▶ **TAREAS Y EJERCICIOS**:
**A)** Resume en forma de lista el párrafo del extracto que empieza con "A Elizabeth Romero Santana la conocí", sin dejar fuera sus datos principales.
**B)** Explica en una a tres oraciones cómo pudo quien narra conocer de cerca la manera de trabajar de Elizabeth Romero Santana, según el extracto.

A Elizabeth Romero Santana la conocí en los pasillos de la Facultad de Pedagogía. Conservo gratos recuerdos: atenta, respetuosa, diligente en sus labores, inteligente. Siempre alegre, de risa fácil y con su pelo en rizos bien cuidados. Ambas características persisten, con la madurez de una respetable trayectoria profesional en la docencia.
Egresó, se fue de la facultad y por años no supe nada.
El tiempo nos colocó en el mismo camino por un par de meses en 2019. Me contó que estuvo en varias escuelas y proyectos en la Secretaría de Educación estatal, hasta que logró regresar a su Comala querida. En la Escuela Vicente Guerrero, en El Remate, tuve oportunidad de observarla trabajar y conversamos largo sobre su manera de concebir y practicar la docencia.

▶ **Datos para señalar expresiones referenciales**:
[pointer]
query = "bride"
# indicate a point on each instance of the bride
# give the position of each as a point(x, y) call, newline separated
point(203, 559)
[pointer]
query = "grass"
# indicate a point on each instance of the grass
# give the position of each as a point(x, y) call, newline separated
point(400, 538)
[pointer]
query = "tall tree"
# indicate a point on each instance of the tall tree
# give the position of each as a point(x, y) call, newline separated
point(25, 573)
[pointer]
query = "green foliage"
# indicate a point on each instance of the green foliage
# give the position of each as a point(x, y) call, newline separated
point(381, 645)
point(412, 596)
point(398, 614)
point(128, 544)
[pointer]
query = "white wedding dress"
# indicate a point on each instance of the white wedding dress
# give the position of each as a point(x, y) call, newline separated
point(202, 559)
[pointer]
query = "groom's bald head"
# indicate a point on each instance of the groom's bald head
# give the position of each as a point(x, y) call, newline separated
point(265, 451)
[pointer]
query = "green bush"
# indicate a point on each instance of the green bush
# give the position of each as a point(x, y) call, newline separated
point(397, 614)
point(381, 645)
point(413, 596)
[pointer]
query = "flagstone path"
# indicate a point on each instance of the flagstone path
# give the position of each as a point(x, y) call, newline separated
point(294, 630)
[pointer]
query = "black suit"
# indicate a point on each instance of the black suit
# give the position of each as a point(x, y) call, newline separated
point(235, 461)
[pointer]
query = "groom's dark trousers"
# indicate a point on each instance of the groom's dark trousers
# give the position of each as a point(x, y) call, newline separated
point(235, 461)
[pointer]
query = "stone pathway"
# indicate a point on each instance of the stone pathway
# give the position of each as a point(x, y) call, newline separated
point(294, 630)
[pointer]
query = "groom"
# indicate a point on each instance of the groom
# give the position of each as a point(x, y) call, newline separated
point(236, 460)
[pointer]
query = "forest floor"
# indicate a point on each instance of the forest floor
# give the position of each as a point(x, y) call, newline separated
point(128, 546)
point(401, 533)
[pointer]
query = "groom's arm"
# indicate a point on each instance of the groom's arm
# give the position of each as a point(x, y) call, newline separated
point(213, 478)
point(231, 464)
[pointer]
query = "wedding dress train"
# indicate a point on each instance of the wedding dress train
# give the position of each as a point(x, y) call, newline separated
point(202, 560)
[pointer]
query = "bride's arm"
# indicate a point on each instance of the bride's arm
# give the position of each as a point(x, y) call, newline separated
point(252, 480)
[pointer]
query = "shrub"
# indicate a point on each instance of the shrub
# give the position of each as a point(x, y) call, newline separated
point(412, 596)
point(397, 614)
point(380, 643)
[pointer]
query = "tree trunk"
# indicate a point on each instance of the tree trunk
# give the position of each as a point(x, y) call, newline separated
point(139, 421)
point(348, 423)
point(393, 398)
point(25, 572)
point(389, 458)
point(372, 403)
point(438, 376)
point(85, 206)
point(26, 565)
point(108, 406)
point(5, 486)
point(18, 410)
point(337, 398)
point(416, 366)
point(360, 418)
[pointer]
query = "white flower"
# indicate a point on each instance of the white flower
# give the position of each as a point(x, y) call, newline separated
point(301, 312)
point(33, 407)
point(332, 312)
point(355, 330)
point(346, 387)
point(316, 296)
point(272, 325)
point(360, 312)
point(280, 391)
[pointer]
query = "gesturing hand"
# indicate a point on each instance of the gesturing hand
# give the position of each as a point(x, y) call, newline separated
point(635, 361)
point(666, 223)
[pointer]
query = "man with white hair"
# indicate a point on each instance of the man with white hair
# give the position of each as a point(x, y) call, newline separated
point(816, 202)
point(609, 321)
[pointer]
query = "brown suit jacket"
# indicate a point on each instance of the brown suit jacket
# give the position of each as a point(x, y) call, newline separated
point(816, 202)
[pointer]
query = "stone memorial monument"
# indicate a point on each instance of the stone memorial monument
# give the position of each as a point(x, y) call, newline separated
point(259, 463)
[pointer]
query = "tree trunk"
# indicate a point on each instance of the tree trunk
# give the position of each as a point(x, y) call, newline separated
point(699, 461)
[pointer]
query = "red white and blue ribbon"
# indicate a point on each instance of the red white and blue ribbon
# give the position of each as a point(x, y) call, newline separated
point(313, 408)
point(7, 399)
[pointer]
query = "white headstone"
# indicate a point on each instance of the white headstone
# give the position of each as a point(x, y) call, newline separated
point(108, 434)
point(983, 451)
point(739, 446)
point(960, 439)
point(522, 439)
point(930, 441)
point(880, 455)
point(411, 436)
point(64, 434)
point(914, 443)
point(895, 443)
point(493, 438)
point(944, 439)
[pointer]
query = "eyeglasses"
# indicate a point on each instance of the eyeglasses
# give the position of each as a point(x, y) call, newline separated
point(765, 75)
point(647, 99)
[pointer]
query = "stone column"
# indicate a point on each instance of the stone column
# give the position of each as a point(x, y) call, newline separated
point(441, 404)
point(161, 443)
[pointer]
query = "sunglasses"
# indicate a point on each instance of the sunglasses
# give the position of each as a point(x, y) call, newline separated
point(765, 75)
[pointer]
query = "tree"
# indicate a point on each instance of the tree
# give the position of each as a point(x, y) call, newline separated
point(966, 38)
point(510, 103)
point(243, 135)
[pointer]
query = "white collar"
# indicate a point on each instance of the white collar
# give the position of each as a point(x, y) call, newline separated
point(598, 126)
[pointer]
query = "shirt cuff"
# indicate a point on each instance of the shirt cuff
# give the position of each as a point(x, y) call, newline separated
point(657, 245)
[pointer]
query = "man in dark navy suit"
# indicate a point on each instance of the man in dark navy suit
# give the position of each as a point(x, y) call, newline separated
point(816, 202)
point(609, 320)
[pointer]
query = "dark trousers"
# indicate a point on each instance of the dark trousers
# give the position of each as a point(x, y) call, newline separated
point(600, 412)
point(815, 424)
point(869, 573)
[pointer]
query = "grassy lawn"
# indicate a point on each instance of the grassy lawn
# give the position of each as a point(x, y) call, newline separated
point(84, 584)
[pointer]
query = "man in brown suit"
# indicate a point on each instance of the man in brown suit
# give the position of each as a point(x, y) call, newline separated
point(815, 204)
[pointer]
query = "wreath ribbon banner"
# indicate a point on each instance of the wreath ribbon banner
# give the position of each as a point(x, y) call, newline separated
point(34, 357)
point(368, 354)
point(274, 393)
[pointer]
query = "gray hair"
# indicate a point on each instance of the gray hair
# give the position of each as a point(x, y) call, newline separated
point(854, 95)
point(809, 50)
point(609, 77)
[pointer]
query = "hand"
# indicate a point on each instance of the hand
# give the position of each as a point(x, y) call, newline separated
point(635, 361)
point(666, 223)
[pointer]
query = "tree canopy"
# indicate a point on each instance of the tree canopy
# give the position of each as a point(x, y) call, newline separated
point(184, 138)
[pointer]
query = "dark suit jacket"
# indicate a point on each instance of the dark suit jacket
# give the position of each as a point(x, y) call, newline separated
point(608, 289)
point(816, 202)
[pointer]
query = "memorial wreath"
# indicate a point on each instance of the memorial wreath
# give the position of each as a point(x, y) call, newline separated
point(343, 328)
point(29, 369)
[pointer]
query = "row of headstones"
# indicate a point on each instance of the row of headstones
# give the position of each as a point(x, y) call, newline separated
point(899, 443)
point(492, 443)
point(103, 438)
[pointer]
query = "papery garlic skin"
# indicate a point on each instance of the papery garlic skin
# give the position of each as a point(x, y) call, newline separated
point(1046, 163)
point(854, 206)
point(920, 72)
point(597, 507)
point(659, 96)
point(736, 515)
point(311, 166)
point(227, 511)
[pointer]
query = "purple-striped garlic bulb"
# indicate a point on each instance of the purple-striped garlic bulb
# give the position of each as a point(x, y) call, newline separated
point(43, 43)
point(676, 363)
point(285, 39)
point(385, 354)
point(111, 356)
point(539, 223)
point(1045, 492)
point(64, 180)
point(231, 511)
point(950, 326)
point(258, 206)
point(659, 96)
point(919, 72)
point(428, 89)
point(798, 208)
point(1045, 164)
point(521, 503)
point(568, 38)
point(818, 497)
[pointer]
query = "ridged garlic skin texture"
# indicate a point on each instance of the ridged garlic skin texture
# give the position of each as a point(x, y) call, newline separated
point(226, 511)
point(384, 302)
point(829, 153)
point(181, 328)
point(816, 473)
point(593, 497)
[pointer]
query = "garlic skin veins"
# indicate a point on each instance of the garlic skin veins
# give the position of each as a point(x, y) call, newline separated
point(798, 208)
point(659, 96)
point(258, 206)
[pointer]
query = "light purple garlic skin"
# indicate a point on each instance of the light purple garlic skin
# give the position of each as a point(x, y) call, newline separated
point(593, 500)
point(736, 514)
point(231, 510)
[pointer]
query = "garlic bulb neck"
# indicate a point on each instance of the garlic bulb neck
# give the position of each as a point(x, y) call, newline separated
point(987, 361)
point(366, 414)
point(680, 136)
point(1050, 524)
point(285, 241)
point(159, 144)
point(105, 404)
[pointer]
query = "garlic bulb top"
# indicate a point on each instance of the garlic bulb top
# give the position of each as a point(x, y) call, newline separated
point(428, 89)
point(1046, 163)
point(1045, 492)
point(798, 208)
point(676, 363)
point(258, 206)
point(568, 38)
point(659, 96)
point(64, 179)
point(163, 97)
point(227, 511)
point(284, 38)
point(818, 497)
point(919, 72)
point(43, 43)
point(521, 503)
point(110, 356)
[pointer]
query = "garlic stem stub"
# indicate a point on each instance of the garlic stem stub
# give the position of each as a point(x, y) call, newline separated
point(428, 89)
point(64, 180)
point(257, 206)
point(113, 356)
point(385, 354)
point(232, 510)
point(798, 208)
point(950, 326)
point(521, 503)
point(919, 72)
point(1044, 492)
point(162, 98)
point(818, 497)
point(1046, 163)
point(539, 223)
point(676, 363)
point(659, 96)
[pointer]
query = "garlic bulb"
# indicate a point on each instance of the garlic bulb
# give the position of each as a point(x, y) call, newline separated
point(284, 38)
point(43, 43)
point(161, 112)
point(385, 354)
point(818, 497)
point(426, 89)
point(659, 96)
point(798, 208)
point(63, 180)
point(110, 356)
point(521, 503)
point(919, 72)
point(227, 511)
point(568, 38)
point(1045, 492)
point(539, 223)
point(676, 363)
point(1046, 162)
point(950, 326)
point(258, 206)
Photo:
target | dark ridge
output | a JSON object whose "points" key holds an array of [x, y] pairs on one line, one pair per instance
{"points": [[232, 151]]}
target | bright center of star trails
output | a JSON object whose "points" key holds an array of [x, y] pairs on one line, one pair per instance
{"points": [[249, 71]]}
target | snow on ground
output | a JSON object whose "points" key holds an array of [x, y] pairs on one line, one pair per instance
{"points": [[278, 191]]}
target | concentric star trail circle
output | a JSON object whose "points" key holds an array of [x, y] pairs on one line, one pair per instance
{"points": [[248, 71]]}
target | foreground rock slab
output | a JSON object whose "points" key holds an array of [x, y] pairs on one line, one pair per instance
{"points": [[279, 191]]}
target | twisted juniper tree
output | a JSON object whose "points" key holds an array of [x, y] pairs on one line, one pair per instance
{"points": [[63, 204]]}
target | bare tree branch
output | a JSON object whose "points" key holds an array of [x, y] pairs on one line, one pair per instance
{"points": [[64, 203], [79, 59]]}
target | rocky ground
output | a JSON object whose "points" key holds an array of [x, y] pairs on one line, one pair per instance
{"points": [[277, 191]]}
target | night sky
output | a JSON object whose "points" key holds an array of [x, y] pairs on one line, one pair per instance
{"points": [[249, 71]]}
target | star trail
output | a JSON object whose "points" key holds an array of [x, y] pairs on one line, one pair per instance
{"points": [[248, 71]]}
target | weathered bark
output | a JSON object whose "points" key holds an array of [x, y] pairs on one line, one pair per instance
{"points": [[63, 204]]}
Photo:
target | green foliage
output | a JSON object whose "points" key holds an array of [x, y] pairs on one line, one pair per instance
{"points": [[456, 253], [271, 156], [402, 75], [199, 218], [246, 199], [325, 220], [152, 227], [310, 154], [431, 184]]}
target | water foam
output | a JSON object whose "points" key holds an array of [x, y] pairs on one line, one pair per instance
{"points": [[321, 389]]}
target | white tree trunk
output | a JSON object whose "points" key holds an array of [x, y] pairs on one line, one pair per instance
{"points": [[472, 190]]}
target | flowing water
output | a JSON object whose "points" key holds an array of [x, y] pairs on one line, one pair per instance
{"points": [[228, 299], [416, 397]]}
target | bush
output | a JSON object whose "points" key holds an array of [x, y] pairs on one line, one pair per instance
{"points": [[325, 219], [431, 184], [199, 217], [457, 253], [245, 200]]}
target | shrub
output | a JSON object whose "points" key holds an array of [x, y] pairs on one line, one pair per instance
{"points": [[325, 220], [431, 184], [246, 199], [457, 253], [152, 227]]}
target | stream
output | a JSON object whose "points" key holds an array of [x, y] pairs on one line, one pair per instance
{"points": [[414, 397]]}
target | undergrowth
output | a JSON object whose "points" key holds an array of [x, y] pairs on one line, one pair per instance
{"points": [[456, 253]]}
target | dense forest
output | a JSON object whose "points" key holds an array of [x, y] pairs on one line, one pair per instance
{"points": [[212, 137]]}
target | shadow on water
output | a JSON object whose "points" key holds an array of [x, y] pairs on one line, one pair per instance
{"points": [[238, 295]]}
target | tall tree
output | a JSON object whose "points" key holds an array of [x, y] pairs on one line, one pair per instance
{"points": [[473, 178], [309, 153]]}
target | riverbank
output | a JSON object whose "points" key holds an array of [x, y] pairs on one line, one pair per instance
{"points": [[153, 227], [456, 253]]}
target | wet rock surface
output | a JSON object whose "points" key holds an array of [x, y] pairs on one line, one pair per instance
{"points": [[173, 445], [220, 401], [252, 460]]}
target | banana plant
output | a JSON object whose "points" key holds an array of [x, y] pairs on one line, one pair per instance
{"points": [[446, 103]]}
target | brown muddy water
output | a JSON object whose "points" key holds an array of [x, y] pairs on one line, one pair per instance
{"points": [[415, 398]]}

▶ **RESPUESTAS POR NÚMERO**:
**A)**
- Quien narra la conoció en los pasillos de la Facultad de Pedagogía.
- Guarda buenos recuerdos de ella: atenta, respetuosa, diligente en sus labores e inteligente.
- Siempre estaba alegre, se reía con facilidad y llevaba el pelo en rizos bien cuidados.
- Esos rasgos siguen presentes, ahora con la madurez de una respetable trayectoria profesional en la docencia.

**B)** En 2019 coincidieron durante un par de meses. En la Escuela Vicente Guerrero, en El Remate, quien narra tuvo la oportunidad de verla trabajar, y hablaron largo sobre cómo ella concibe y practica la docencia.